**Task to complete:** Your task is to copy the listing exactly. Drop any pictures from the copy.

**** Dataset entries

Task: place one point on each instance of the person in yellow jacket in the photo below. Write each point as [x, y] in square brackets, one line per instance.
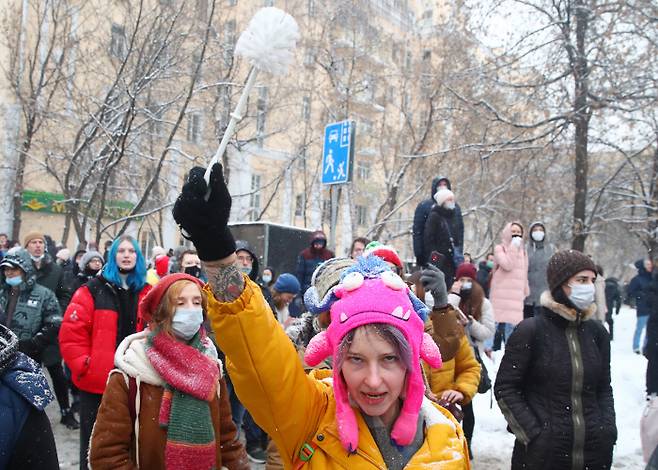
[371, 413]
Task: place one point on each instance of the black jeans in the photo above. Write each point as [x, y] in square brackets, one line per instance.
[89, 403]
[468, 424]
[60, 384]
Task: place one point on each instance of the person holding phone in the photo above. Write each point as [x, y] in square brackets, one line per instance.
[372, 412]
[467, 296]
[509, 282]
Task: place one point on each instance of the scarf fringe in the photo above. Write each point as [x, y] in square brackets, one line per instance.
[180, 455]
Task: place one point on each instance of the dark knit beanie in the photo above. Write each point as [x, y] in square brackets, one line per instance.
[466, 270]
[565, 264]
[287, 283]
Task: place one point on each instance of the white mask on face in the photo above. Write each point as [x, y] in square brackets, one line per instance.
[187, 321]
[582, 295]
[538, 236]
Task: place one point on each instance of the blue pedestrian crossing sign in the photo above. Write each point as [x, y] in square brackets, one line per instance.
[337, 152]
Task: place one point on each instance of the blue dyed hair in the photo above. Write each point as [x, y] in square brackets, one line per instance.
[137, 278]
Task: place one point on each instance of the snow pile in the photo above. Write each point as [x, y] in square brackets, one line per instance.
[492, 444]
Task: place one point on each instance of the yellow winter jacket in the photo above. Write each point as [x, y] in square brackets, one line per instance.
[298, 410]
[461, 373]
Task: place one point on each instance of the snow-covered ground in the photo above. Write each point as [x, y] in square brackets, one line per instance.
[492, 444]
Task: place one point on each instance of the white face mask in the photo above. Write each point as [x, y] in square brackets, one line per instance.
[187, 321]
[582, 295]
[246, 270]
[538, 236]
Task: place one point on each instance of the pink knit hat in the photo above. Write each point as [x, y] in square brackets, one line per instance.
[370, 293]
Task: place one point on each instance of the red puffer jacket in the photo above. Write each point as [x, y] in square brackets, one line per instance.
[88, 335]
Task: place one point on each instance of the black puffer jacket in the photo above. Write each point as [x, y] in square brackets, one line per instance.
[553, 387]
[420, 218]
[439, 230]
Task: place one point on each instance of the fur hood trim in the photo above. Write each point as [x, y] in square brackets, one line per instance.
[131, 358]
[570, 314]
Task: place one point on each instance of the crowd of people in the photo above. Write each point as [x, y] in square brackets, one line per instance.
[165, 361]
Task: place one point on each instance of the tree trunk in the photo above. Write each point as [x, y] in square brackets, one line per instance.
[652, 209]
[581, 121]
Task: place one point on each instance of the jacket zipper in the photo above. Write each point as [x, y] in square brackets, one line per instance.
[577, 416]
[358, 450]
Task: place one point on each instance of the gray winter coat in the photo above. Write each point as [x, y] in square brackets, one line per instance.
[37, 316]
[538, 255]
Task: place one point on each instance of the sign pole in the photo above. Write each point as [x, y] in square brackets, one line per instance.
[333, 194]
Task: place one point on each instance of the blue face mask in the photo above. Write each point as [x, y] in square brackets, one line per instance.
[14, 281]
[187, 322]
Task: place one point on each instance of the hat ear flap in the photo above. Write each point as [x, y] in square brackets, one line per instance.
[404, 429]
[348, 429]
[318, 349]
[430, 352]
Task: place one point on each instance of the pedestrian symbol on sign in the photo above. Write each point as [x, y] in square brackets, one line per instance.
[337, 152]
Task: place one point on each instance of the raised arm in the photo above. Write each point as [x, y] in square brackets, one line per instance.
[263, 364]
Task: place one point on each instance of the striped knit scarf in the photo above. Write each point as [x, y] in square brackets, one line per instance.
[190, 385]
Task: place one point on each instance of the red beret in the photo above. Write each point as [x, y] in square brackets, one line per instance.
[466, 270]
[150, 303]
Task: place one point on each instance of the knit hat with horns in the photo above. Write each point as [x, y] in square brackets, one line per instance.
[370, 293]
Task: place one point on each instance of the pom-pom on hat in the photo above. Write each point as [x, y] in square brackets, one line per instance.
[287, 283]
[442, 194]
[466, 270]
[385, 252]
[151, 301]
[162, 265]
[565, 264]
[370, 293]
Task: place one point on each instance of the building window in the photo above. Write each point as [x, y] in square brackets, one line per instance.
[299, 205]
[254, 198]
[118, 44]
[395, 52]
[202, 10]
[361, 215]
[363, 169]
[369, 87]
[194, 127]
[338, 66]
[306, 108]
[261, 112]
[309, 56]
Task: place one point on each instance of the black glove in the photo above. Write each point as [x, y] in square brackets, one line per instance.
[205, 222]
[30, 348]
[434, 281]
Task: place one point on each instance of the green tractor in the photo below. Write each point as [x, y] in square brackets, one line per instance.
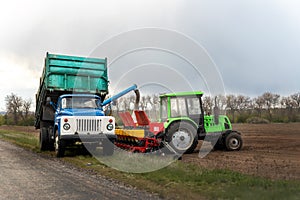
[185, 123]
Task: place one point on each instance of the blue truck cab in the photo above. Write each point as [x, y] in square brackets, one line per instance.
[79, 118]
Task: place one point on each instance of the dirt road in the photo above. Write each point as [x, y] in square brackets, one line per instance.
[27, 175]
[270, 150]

********

**Written response:**
Task: place one point on each instance of the person in yellow jacket in the photo below. Write each point as [x, y] in square brackets, one line per instance.
[371, 413]
Task: place one point on each instance of the black jeans in the photo above. Write each point as [x, y] in square brackets, one line per instance.
[89, 403]
[468, 424]
[60, 384]
Task: place one point on each instance of the person holding phone in the photo above. Write each point as [x, y] in square brackets, one line per instance.
[372, 412]
[467, 296]
[509, 282]
Task: place one point on each instance of the scarf fringe in the photo above. Write each point as [x, y] in square brackets, one line per instance.
[180, 455]
Task: place one point on each instance of the dark knit beanie in the photo above. Write each point as [x, y] in square brackets, one line per instance.
[466, 270]
[565, 264]
[287, 283]
Task: place one point on each instance of the white mask on face in the photo above. Write each point as [x, y] in square brackets, one line per instance.
[187, 321]
[582, 295]
[538, 236]
Task: place one point on each instance of the blue pedestrian crossing sign in the photo above. Write each point as [x, y] in square brackets, one line per instance.
[337, 152]
Task: place one point on each instance of the blue dyed hair in the photo above. Write each point as [x, y] in square brackets, one line per instance.
[137, 278]
Task: place one point on each instance of the snow pile in the photo above. Write each point as [x, y] in square brackets, one line per instance.
[492, 444]
Task: place one point on each instance of the yellow winter jacket in the photo above. Write each point as [x, y] in square brackets, one line per instance.
[298, 410]
[461, 373]
Task: place one point on each instance of the snow-covered ground in the photo above. Write each point as [x, y] in square brackets, one line per instance.
[492, 444]
Task: place one point on each instance of the white face mask in the photo above. Write each point as [x, y] in square brackets, one line per instance.
[187, 321]
[582, 295]
[246, 270]
[538, 236]
Task: place one point on each instance of the pink knit hat in the photo above. Write each point as [x, y] in square brackets, one line per instance.
[370, 293]
Task: place one point on each instance of the red puffer jacket in the photo above. Write each point as [x, y] in square brackets, one line per instance.
[88, 335]
Task: place one point on each instance of the black puffer jacket in the photo above. Write each point as [x, y] in square brackets, one line per instance.
[553, 387]
[420, 218]
[439, 230]
Task: place one point on each instance of the fur hood trim in the photo above. Write each point as [x, y] in square brackets, one line per instance.
[131, 358]
[570, 314]
Task: place one point on each instance of the crowd of people in the photo above. Write each point as [x, y] in square brackets, one line per instance.
[165, 361]
Task: place one point on each instance of the tree trunk in the photo above. Write each point as [x, y] in square brackets, one line per instance.
[652, 209]
[581, 121]
Task: place one point on each instance of the jacket zipper in the photo above. Write each point as [x, y] in square brackets, one line per instance.
[577, 416]
[358, 450]
Task: place one point on each instance of the gray winter coat in the photo above. Write each point as [x, y] in square brackets, one line per instance.
[37, 316]
[538, 255]
Task: place one point on each instance of the sign pole in the photo above. Write each point as [x, y] in square brackets, one line per instance.
[333, 194]
Task: place one point on each instance of the blue face mask in the photo above. Write each point as [x, y] in square brackets, one line per instance.
[14, 281]
[187, 322]
Task: place one point on each instance of the hat ear flap in the photo above. Write each point as [x, y] in square brackets, one line per instance.
[404, 429]
[348, 429]
[318, 349]
[430, 352]
Task: place one point on each instance of the pedestrian symbol on sign in the photo above. Write each point as [x, y] in square brackets, one line per instance.
[337, 152]
Task: place one point on each instance of the raised arm in the photo above. Write each point as [x, y] in square brackets, one line per instance.
[263, 364]
Task: place one point on each instance of the striped knit scarf in the photo above. Write each point as [x, y] in square brackets, one line per instance.
[190, 385]
Task: place one point on each instance of the red beret in the photo above. Write each point as [x, y] in square brackets, one line per instance.
[466, 270]
[150, 303]
Task: place one point on each instance of the knit hat with horns in the photo above. Write each point as [x, y] in square brackets, one line per instance.
[370, 293]
Task: place one point on each instance of the pom-pom on hat in the photo above. Write each point as [x, y] in square brackets, one line per instance.
[287, 283]
[442, 194]
[466, 270]
[385, 252]
[151, 301]
[162, 265]
[565, 264]
[370, 293]
Task: place one point on each instance of the building window in the photo above. Write each point as [x, y] in square brackets, one line per instance.
[299, 205]
[254, 198]
[118, 44]
[395, 52]
[202, 10]
[361, 215]
[363, 169]
[369, 87]
[194, 127]
[338, 66]
[306, 108]
[261, 112]
[309, 56]
Task: place one point on each instance of the black glove in the photo above. Write each point as [x, y] in square brackets, one line per instance.
[205, 222]
[30, 348]
[434, 281]
Task: place one point on each instance of the green tractor in the photo below. Write each point as [x, y] in square brackets, one line per instance.
[185, 123]
Task: place one point on each instance of the blue truck cab in the photo above. Write each point as [x, y] in square brackets, one line per instance.
[79, 118]
Task: place one point on each instance of the dirt road in the photo above. Write each point as [x, y] in square brackets, one line per instance.
[27, 175]
[270, 150]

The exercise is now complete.